Source document:
══════

Studio album by James
- Released: 9 June 2023
- Studio: Blueprint, Manchester, England
- Length: 90:22
- Label: Nothing but Love Music
- Producer: Brendan Williams

James chronology
| All the Colours of You (2021) | Be Opened by the Wonderful (2023) | Yummy (2024) |

Singles from Be Opened by the Wonderful
- "Love Make a Fool" Released: 26 April 2023;

= Be Opened by the Wonderful =

Be Opened by the Wonderful is the 17th studio album by English rock band James, released through Nothing but Love Music on 9 June 2023. It contains orchestral reworkings of the band's songs from the Orca 22 orchestra led by Andra Vornici, also accompanied by the eight-person Manchester Inspirational Voices gospel choir, along with the new song and lead single "Love Make a Fool". Orca 22 also accompanied James on their 40th anniversary tour to support the record. The album debuted at number three on the UK Albums Chart.

==Critical reception==

Natalie Royle of Louder Than War wrote that "James have resisted the more obvious commercial route of simply repackaging their biggest hits", calling it "not only a showcase of some amazing James songs, it also is a masterclass in song rearrangement by Joe Duddell". Royle remarked that "there are so many layers and details to these songs and I am still discovering more after numerous listens". Iam Burn of XS Noize described it as "an alternative version of a greatest hits album – though there are several lesser-known tracks here too" and found that the presence of the orchestra and choir "allows James to find a new sound that works well". Rob Johnson of Total Ntertainment felt that the album "defies definition" and "acts as a sonic compendium of the band's entire career", also commenting that "for a band celebrating their 40th anniversary, it is striking how relevant they still sound".

══════

Directions:
a) In the album article, at what position did Be Opened by the Wonderful debut on the UK Albums Chart?
b) Locate each line in the rows below that contains the word "sample" and copy it.
The rows have no connection to the album article.

══════

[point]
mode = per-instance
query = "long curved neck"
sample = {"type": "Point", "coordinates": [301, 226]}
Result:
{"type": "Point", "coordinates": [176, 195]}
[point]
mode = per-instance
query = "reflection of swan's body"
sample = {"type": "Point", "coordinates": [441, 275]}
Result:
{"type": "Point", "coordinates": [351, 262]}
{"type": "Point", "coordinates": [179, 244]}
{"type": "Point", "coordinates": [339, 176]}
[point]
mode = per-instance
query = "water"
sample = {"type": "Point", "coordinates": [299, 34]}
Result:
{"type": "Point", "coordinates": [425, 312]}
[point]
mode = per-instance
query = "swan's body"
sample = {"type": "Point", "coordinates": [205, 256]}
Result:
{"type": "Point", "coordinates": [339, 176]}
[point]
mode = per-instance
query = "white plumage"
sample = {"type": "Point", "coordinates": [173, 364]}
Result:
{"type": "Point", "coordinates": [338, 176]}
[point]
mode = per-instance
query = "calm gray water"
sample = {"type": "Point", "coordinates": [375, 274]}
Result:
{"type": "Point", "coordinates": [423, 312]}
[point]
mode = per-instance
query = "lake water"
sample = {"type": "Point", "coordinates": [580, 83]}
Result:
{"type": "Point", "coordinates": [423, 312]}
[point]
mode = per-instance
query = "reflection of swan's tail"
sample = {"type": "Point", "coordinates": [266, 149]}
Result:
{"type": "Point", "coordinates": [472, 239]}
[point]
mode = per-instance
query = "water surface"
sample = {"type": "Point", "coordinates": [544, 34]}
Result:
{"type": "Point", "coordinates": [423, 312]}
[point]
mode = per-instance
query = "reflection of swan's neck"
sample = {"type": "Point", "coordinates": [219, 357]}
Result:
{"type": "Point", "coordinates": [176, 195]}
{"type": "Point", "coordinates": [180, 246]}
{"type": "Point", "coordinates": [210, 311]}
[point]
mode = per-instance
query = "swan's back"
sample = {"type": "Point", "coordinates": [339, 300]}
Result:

══════

Task-by-task results:
a) It debuted at number three.

b)
sample = {"type": "Point", "coordinates": [301, 226]}
sample = {"type": "Point", "coordinates": [441, 275]}
sample = {"type": "Point", "coordinates": [299, 34]}
sample = {"type": "Point", "coordinates": [205, 256]}
sample = {"type": "Point", "coordinates": [173, 364]}
sample = {"type": "Point", "coordinates": [375, 274]}
sample = {"type": "Point", "coordinates": [580, 83]}
sample = {"type": "Point", "coordinates": [266, 149]}
sample = {"type": "Point", "coordinates": [544, 34]}
sample = {"type": "Point", "coordinates": [219, 357]}
sample = {"type": "Point", "coordinates": [339, 300]}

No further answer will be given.